Exercise brief:
Among the records below, find the lines that contain "white" and copy each of them.

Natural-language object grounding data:
# # # # #

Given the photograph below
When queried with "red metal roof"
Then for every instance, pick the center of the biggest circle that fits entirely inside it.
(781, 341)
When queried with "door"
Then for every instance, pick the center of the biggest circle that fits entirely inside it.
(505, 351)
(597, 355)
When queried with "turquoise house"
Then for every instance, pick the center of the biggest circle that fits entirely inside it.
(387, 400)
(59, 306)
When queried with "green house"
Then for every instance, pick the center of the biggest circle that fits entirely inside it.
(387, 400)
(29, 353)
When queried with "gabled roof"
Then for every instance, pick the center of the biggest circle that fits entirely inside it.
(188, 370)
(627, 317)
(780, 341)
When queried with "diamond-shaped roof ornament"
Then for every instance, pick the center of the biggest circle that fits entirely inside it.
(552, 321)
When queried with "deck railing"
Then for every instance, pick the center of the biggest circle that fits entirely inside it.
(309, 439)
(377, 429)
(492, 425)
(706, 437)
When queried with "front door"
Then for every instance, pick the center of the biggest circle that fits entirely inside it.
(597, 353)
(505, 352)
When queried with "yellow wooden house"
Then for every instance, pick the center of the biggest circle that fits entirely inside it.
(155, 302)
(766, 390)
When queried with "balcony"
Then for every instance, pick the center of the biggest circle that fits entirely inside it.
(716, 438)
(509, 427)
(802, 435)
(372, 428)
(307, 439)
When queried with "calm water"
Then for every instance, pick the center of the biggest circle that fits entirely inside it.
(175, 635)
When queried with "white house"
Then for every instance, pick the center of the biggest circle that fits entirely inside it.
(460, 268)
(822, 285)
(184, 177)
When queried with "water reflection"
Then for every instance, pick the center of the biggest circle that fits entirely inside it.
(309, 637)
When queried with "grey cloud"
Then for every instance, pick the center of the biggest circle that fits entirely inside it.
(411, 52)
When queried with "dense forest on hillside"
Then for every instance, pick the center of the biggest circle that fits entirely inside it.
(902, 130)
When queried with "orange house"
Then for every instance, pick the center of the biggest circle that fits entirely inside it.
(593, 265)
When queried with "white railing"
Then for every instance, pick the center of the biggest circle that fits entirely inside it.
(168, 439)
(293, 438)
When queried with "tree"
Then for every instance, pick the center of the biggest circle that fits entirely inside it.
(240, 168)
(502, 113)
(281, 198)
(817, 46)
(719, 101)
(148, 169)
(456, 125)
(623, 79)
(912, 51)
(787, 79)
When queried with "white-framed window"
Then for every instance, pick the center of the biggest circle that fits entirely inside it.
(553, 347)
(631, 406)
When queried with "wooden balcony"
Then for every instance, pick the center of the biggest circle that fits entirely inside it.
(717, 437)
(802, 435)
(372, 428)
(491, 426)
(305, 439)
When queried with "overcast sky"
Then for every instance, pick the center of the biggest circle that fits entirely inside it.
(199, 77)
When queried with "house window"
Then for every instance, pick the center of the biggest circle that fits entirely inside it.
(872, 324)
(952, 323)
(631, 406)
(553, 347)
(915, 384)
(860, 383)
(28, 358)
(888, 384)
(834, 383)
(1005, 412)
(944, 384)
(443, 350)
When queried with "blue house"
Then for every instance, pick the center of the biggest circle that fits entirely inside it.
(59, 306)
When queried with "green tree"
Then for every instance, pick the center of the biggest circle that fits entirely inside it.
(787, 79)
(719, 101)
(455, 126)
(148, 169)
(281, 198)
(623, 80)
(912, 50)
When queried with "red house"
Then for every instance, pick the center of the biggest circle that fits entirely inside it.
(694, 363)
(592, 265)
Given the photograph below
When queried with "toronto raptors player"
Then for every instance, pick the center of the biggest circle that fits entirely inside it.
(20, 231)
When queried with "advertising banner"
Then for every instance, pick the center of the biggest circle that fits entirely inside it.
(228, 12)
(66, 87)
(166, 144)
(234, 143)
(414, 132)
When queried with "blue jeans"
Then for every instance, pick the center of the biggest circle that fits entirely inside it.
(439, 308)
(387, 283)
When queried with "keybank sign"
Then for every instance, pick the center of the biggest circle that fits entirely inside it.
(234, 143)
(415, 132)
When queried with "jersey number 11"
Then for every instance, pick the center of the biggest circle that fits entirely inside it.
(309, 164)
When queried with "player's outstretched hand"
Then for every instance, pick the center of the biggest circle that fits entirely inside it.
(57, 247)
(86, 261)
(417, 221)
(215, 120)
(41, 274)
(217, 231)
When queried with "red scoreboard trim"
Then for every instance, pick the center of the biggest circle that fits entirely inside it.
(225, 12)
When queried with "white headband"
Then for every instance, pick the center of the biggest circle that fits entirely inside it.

# # # # #

Exercise answer:
When queried with "white house"
When queried with "white railing"
When queried with "white-framed window"
When queried with "white headband"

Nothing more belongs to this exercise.